= Beginning of Section =
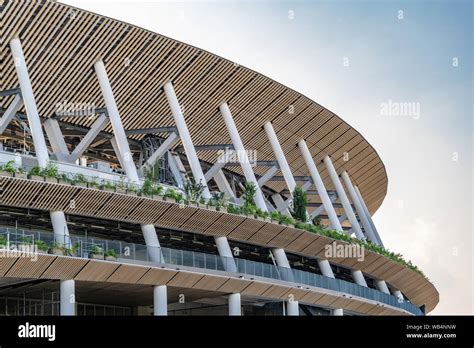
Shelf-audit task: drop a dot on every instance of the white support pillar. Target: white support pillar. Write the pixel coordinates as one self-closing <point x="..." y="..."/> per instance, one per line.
<point x="359" y="207"/>
<point x="34" y="121"/>
<point x="160" y="300"/>
<point x="280" y="156"/>
<point x="56" y="139"/>
<point x="358" y="278"/>
<point x="225" y="253"/>
<point x="318" y="182"/>
<point x="374" y="229"/>
<point x="292" y="308"/>
<point x="122" y="149"/>
<point x="242" y="154"/>
<point x="67" y="304"/>
<point x="164" y="147"/>
<point x="10" y="112"/>
<point x="95" y="129"/>
<point x="234" y="305"/>
<point x="114" y="116"/>
<point x="270" y="173"/>
<point x="61" y="233"/>
<point x="343" y="197"/>
<point x="185" y="136"/>
<point x="382" y="286"/>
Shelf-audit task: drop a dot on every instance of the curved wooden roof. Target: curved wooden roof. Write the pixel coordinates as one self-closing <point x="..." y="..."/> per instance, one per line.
<point x="61" y="43"/>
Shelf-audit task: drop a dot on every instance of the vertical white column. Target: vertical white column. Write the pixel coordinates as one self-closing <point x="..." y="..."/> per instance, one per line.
<point x="120" y="144"/>
<point x="34" y="121"/>
<point x="225" y="253"/>
<point x="280" y="156"/>
<point x="67" y="297"/>
<point x="318" y="182"/>
<point x="58" y="219"/>
<point x="343" y="197"/>
<point x="160" y="300"/>
<point x="292" y="308"/>
<point x="359" y="208"/>
<point x="234" y="305"/>
<point x="374" y="229"/>
<point x="185" y="136"/>
<point x="242" y="154"/>
<point x="115" y="121"/>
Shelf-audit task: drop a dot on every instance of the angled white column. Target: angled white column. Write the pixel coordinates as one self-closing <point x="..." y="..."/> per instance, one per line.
<point x="10" y="112"/>
<point x="34" y="121"/>
<point x="234" y="305"/>
<point x="67" y="297"/>
<point x="56" y="139"/>
<point x="280" y="156"/>
<point x="160" y="300"/>
<point x="185" y="136"/>
<point x="270" y="173"/>
<point x="242" y="154"/>
<point x="95" y="129"/>
<point x="343" y="197"/>
<point x="122" y="149"/>
<point x="115" y="121"/>
<point x="292" y="308"/>
<point x="61" y="233"/>
<point x="359" y="208"/>
<point x="374" y="229"/>
<point x="164" y="147"/>
<point x="318" y="182"/>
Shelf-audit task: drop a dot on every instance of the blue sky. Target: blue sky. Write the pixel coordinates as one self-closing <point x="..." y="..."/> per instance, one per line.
<point x="427" y="214"/>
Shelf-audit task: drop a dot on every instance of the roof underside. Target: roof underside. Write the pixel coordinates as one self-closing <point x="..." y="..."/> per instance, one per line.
<point x="61" y="44"/>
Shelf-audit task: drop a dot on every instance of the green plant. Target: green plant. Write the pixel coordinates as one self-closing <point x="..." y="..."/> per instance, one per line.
<point x="41" y="245"/>
<point x="111" y="253"/>
<point x="300" y="201"/>
<point x="193" y="190"/>
<point x="8" y="167"/>
<point x="36" y="171"/>
<point x="248" y="194"/>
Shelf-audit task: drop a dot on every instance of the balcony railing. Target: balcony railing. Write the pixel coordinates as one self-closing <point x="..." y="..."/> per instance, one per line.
= End of Section =
#### [Instructions for the task]
A verbatim copy of every entry is wanted; the pictures stay out of it.

#### [Solution to the exercise]
Shelf-audit task: drop a dot on every instance of the white support pillar. Target: white support pillar. Write the pixel coordinates as one self-closing <point x="..." y="..."/> per instance, one per line.
<point x="359" y="207"/>
<point x="34" y="121"/>
<point x="160" y="300"/>
<point x="280" y="156"/>
<point x="56" y="139"/>
<point x="358" y="278"/>
<point x="225" y="253"/>
<point x="318" y="182"/>
<point x="374" y="229"/>
<point x="292" y="308"/>
<point x="122" y="149"/>
<point x="242" y="154"/>
<point x="67" y="304"/>
<point x="164" y="147"/>
<point x="10" y="112"/>
<point x="95" y="129"/>
<point x="234" y="305"/>
<point x="114" y="116"/>
<point x="270" y="173"/>
<point x="61" y="233"/>
<point x="343" y="197"/>
<point x="185" y="136"/>
<point x="382" y="286"/>
Shelf-audit task: drop a dot on every instance of the curved wooden roof. Target: curved wooden roof. Write the pixel coordinates as one self-closing <point x="..." y="..."/> per instance, one per line.
<point x="61" y="43"/>
Shelf-audit task: drop a dot on every instance of the vertical white column. Target: vertical white column. Write the pixel coordinates as one self-closing <point x="..." y="..."/> per instance, one per line.
<point x="120" y="144"/>
<point x="34" y="121"/>
<point x="225" y="253"/>
<point x="280" y="156"/>
<point x="67" y="297"/>
<point x="318" y="182"/>
<point x="58" y="219"/>
<point x="343" y="197"/>
<point x="160" y="300"/>
<point x="292" y="308"/>
<point x="359" y="208"/>
<point x="234" y="305"/>
<point x="374" y="229"/>
<point x="185" y="136"/>
<point x="242" y="154"/>
<point x="115" y="121"/>
Shelf-audit task: drop a dot on every instance of the angled white column. Target: angled white column. Write the pixel coordinates as one self-closing <point x="..." y="..."/> per instance, one per line.
<point x="10" y="112"/>
<point x="34" y="121"/>
<point x="234" y="305"/>
<point x="67" y="297"/>
<point x="56" y="139"/>
<point x="280" y="156"/>
<point x="160" y="300"/>
<point x="185" y="136"/>
<point x="270" y="173"/>
<point x="242" y="154"/>
<point x="95" y="129"/>
<point x="343" y="197"/>
<point x="122" y="149"/>
<point x="115" y="121"/>
<point x="292" y="308"/>
<point x="61" y="233"/>
<point x="359" y="208"/>
<point x="374" y="229"/>
<point x="164" y="147"/>
<point x="318" y="182"/>
Shelf-audit task: drop a dot on every instance of the blue sky. Target: blue sky. Write the pixel coordinates as one self-closing <point x="..." y="..."/> per instance, one per line.
<point x="427" y="214"/>
Shelf-audit task: drop a dot on every instance of the roof underside. Target: roof underside. Write the pixel coordinates as one self-closing <point x="..." y="..."/> per instance, one per line.
<point x="61" y="44"/>
Shelf-audit task: drop a dot on every instance of the green plant. Target: green plant. Write the pixel coordinates as one self-closing <point x="..." y="..."/> per instance, one per line.
<point x="41" y="245"/>
<point x="111" y="253"/>
<point x="300" y="201"/>
<point x="193" y="190"/>
<point x="8" y="167"/>
<point x="36" y="171"/>
<point x="248" y="194"/>
Shelf-audit task: drop a dot on every instance of the balcony railing. Target: balcony railing. Write the pixel coordinates as one self-closing <point x="..." y="..."/> per instance, one per line.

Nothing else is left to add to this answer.